* INSTRUCTION
The records that follow must be repeated verbatim, every one of them.

===============

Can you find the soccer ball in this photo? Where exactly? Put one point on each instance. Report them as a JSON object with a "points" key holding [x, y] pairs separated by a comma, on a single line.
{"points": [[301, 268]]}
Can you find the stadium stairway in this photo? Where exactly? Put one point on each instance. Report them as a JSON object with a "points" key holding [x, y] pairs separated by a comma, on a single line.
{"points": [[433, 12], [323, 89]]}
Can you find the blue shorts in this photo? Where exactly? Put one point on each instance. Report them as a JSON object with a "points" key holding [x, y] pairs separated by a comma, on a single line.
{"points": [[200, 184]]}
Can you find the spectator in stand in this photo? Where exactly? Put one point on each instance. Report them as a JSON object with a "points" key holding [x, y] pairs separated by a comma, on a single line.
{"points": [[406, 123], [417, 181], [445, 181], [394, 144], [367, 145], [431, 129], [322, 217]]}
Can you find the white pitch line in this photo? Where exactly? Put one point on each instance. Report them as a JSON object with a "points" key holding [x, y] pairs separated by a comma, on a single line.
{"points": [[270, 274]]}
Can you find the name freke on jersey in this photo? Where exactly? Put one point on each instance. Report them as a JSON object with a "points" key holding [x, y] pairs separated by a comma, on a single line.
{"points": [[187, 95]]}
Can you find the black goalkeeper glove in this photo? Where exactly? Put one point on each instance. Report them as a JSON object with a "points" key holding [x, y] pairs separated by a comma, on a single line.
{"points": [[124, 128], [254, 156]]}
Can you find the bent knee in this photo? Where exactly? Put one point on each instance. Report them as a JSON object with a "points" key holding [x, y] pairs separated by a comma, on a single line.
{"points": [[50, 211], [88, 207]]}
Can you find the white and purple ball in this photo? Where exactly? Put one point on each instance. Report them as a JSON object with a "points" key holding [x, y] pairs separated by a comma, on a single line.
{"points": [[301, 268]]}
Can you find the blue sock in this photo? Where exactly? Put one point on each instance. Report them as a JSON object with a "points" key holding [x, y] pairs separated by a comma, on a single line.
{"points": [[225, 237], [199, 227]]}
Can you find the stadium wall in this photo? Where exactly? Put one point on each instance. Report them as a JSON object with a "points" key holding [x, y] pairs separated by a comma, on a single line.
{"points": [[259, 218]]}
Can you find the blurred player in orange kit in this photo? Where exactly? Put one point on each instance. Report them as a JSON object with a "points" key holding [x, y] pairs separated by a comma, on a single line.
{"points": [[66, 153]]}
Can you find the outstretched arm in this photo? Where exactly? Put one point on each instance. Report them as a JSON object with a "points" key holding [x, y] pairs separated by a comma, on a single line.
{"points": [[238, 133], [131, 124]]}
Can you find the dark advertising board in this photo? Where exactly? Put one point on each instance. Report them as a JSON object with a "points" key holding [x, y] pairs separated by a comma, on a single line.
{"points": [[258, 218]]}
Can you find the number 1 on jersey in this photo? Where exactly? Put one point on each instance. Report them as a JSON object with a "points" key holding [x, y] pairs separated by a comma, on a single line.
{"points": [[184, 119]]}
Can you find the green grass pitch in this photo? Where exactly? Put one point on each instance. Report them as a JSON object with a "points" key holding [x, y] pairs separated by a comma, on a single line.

===============

* EXERCISE OUTPUT
Can you find the soccer ball in this photo? Where exactly? Put one point on each instance. Report them as a JSON object with a "points" key holding [x, y] pairs separated by a comma, on a single line.
{"points": [[301, 268]]}
Can you find the stadium stairway in this photo? Where exactly? Put one point on each instance. Report them as a JSON object with a "points" key holding [x, y] pairs separated by a comma, on a single line.
{"points": [[433, 12], [323, 89]]}
Can you find the blue shorts in this photo? Where exactly? Put one point on each instance. Report them as a JSON object with a "points" key holding [x, y] pairs separated by a comma, on a single line.
{"points": [[200, 184]]}
Can you find the spectator in stand in this photo? Where exactly? Put one point on each instance. Report them as a JSON object with a "points" key holding [x, y] pairs separated by a comma, on a single line.
{"points": [[406, 123], [417, 181], [445, 181], [394, 144], [367, 145], [431, 129], [322, 217]]}
Can you find the white pitch line in this photo? Where exactly? Put one point on each instance. Report them as a JSON object with a "points" key holding [x, y] pairs separated by a comma, on a single line.
{"points": [[270, 274]]}
Can you find the name freke on jersey in this photo? Where exactly? Put one point on each instance. Report them as a JSON object with a "points" key holding [x, y] pairs separated by a comma, on a single line.
{"points": [[187, 95]]}
Can you find the black goalkeeper glove in this photo? Where exactly? Put one point on each instance. Report them as a JSON object with a "points" key holding [x, y] pairs separated by a comma, on a single line.
{"points": [[124, 128], [254, 156]]}
Can you find the bent knee in this photo? Where exactly? Put one point on each instance. Report them as a JSON object with a "points" key holding [x, y] pairs separated by a comma, on a single line.
{"points": [[50, 211], [88, 207]]}
Can you find the white and purple ball in this photo? Where exactly? Put one point on each instance. Report them as a JSON object with a "points" key holding [x, y] pairs separated by a comma, on a single line.
{"points": [[301, 268]]}
Can you find the blue sock in this photo? Where exactly? Put one point on each instance. Report them as a JSON object with a "points" key holding [x, y] pairs separated by a comma, on a single line.
{"points": [[225, 237], [199, 227]]}
Can you find the stadium wall in this photo? Where exactly? Put one point on each instance. Report them as a JSON object with a "points" key holding [x, y] pairs separated by a comma, on a single line.
{"points": [[259, 218]]}
Can you find the blurred player in orange kit in this photo? Where exactly? Put one point on each instance. Report them as a JSON object with a "points" key holding [x, y] pairs separated by a comma, on a single line.
{"points": [[66, 153]]}
Can you find the outstretched arm in this photo? Where exactly? Put one point on each instance. Report them as a JSON object with a "points" key holding [x, y] pairs separated by a comma, on a single line.
{"points": [[238, 133], [131, 124]]}
Can you find the dark advertising board in this photo? Where exactly? Put one point on each instance. Report them as a JSON object with a "points" key holding [x, y] pairs separated by a comma, on a single line.
{"points": [[258, 218]]}
Can you find the number 1 on jersey in this photo? Where exactly? Put one point on each instance. Report them as a JSON object with a "points" key holding [x, y] pairs separated by a comma, on a single line.
{"points": [[184, 119]]}
Can you find the green grass pitch in this photo? Where exactly? Put one point on each instance. Report them as a JSON object with a "points" key holding [x, y] pairs separated by a comma, on a single line.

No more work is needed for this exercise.